— START DATA PROVIDED —

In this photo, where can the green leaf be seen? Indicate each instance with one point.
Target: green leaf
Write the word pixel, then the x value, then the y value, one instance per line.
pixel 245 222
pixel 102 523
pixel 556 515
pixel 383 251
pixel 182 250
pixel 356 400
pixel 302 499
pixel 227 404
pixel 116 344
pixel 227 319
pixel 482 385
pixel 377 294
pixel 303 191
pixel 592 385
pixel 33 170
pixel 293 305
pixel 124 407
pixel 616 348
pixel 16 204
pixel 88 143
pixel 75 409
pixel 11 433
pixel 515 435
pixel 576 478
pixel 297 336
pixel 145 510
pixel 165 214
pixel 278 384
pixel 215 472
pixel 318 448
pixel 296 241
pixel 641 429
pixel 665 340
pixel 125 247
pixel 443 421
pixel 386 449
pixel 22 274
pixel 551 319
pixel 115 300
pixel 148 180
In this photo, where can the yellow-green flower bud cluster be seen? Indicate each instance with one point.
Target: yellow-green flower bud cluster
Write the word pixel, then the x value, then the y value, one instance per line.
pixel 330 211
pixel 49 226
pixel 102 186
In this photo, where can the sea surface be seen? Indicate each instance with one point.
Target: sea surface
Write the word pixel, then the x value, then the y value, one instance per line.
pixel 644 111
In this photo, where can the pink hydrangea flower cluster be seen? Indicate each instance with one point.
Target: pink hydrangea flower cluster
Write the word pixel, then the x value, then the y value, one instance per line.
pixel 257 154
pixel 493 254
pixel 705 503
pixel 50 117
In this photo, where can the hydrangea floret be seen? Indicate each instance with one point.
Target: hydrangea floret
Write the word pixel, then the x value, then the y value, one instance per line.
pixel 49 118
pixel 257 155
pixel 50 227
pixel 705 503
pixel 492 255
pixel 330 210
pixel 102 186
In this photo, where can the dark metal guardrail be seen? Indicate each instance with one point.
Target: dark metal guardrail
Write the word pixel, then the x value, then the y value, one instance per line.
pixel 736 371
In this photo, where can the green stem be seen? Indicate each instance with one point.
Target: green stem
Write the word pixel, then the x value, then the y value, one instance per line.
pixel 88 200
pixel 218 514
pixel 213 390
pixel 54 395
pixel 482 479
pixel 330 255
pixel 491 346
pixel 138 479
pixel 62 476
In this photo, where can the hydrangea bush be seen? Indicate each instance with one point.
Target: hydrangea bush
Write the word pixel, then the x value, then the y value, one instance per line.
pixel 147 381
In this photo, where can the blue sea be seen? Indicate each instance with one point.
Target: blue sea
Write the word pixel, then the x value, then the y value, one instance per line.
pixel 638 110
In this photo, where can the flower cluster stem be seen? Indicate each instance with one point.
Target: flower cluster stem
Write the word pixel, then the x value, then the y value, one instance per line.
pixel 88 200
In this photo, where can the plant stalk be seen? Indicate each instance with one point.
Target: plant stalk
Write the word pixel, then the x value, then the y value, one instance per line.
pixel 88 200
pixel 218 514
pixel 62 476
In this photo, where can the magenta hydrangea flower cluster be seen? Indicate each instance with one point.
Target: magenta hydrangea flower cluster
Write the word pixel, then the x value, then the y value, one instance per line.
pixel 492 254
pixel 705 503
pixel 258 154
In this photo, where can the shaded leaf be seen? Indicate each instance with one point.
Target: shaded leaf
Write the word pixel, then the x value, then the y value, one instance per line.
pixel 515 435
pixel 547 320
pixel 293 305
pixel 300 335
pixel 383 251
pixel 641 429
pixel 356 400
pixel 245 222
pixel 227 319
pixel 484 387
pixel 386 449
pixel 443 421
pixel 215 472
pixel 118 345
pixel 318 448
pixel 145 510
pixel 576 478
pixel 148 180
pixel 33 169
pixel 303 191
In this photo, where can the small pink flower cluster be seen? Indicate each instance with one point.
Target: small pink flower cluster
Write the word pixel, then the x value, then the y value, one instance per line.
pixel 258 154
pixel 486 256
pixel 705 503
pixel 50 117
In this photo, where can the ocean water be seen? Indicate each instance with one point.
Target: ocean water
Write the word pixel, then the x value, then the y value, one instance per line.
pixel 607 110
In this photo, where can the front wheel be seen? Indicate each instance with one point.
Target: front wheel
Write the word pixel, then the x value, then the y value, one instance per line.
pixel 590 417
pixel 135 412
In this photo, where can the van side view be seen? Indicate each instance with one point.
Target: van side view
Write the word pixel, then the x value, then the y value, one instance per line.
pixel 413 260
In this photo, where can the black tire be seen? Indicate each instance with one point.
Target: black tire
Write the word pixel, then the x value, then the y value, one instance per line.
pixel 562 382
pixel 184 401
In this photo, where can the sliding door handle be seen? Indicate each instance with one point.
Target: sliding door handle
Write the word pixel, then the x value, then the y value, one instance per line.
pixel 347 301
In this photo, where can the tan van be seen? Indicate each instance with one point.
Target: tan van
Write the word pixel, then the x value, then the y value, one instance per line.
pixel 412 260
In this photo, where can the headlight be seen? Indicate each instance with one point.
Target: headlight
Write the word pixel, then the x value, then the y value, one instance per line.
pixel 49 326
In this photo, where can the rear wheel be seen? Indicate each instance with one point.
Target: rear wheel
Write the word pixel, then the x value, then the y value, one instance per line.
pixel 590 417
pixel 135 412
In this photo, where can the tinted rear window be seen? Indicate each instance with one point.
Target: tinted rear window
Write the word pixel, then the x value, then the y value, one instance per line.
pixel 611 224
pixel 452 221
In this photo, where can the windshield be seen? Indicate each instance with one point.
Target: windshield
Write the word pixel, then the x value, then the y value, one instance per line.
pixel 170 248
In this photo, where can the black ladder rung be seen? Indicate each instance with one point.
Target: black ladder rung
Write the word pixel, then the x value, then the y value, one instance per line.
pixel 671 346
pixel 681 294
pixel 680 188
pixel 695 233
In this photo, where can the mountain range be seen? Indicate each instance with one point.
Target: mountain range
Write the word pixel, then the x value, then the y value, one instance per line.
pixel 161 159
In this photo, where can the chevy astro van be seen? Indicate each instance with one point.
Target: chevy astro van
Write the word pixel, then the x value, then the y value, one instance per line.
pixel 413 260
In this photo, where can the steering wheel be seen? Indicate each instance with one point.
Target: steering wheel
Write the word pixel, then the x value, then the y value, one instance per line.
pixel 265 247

— END DATA PROVIDED —

• EXERCISE DETAILS
Reproduce verbatim the portion of the records above running from the line with "In this photo, where can the front" to the line with "pixel 412 260", both endpoint lines included.

• COMPLETE RESPONSE
In this photo, where can the front wheel be seen? Indicate each instance with one point.
Target: front wheel
Write the word pixel, then the x value, then the y value, one instance per line.
pixel 590 417
pixel 135 412
In this photo, where can the van side view be seen? Indicate each instance with one point.
Target: van side view
Write the word pixel, then the x value, then the y value, one instance per line.
pixel 413 260
In this photo, where can the black tire be seen? Indicate each instance with one point.
Target: black tire
Write the word pixel, then the x value, then the y value, one instance per line.
pixel 562 382
pixel 184 401
In this photo, where can the sliding door handle be seen? Indicate each instance with one point.
Target: sliding door handle
Write the word pixel, then the x value, then the y value, one instance per line.
pixel 347 301
In this photo, where can the tan van be seen? Indicate each instance with one point.
Target: tan van
Write the word pixel, then the x value, then the y value, one instance per line.
pixel 412 260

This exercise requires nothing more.